*PASSAGE SHOWN*:
☆ ☆ ☆ ☆ ☆ ☆ ☆

But, to begin my story, I think I need to first highlight the important protocols I’ll be talking about.

The Players

  • IPv4 and IPv6: These are the big players these days when it comes to “things that are going to break on their own soon”. IP addresses are those silly string of numbers that tell the internet who you’re actually sending packets to. Normally, the average Joe doesn’t think about these because the average Joe is lucky enough to type “Domain Names” into their web browser instead of silly strings of numbers. The thing you need to know about IP addresses is that in the near future (possibly by the time I’m done typing if I don’t hurry up) we’ll run out of IPv4 addresses to hand out to things like your cell phones, washing machines and toasters. Unfortunately much of the world isn’t ready for the transition from IPv4 to IPv6, even though it’s been coming for a very very very long time. We all procrastinate, after all.
  • Domain Name System (DNS): The DNS is how we translate those useful names (like pontifications.hardakers.net into silly numbers. Like 67.205.57.145. Or 2001:470:1f00:187::1 (yes, those really are all numbers if you expand your mind a bit).
  • Simple Mail Transfer Protocol (SMTP): This is the guy that is making post offices around the world quiver wondering when their funding from selling postage stamps will dry up. Although this E-Mail thing has been catching on, we’re also finding that more and more people are relying on other services now, like FaceBook, for communicating instead. Interestingly enough, both of my issues below relate to communication. One with E-Mail and one with FaceBook.

☆ ☆ ☆ ☆ ☆ ☆ ☆

*PROVIDED DATA*:
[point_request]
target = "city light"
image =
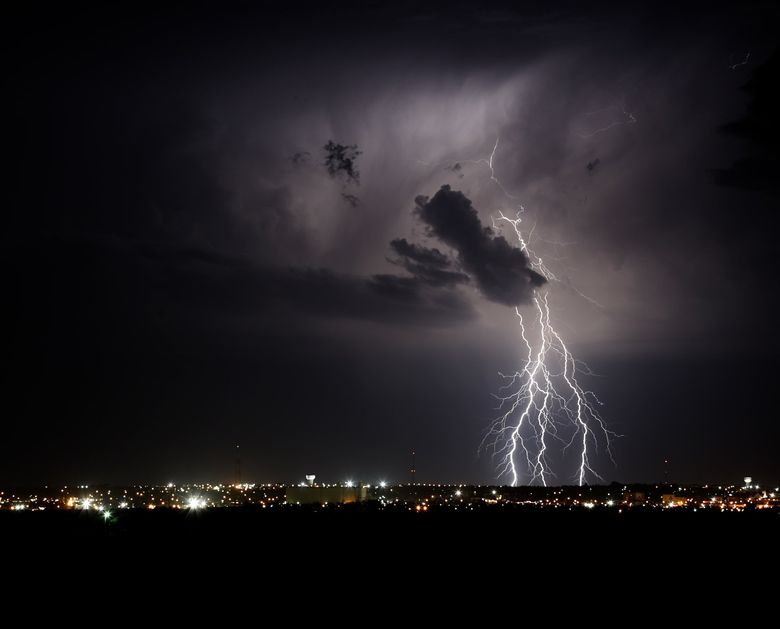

☆ ☆ ☆ ☆ ☆ ☆ ☆

*PROMPT 1*:
Copy the protocols passage word for word, everything from "The Players" down to "procrastinate, after all.".
*PROMPT 2*:
Continue the passage on internet protocols, picking up after its final sentence.

*FINAL ANSWER 1*:
The Players

  • IPv4 and IPv6: These are the big players these days when it comes to “things that are going to break on their own soon”. IP addresses are those silly string of numbers that tell the internet who you’re actually sending packets to. Normally, the average Joe doesn’t think about these because the average Joe is lucky enough to type “Domain Names” into their web browser instead of silly strings of numbers. The thing you need to know about IP addresses is that in the near future (possibly by the time I’m done typing if I don’t hurry up) we’ll run out of IPv4 addresses to hand out to things like your cell phones, washing machines and toasters. Unfortunately much of the world isn’t ready for the transition from IPv4 to IPv6, even though it’s been coming for a very very very long time. We all procrastinate, after all.

*FINAL ANSWER 2*:
    Enter the Era of E-Mail

    Now, E-Mail, it turns out, gets sent around quite a bit. I know that I still get quite a bit of it these days. Unfortunately, some entrepreneurial folks have figured out that the powers from the dark side enable them to use E-Mail for negative reasons as well. I’m speaking of SPAM of course, which currently accounts for about 75% of my E-Mail. [On a side note: I suspect that spam via paper-mail (otherwise known as bulk-advertising) is the one thing keeping most of the world’s post offices still in business.]

    Now, unless you’re a protocol geek like I am, you may not know that E-Mail that needs to get sent from one server to the next also uses DNS records that translate human-readable domain names (like hardakers.net) into IP addresses (like 168.140.236.43 and 2001:470:1f00:187::1). So, lets say you need to email youraunt@hardakers.net the first thing that your ISP does when you ask it to deliver a letter is to look up the IP address.

    What’s supposed to happen

    Normally when you look up where to send something you’ll get a few answers, nicely prioritized by where you should try them first:

     # dig +short hardakers.net mx
     5  mail6.hardakers.net.
     10 dns66.hardakers.net.
     20 dnsm3.hardakers.net.
    

    This shows us (or more appropriately, your ISP) to try and send the mail first to mail6.hardakers.net (priority level 5) and if that fails to trydns66.hardakers.net and then finally to dnsm3.hardakers.net. The server then starts by looking up the numeric address for the first one and then trying to talk to it. If one doesn’t work, it should skip to the next one an keep trying till it has no more to try and then will give up. (And by “give up” I mean, “keep trying for another 7 days or so at regular intervals”.)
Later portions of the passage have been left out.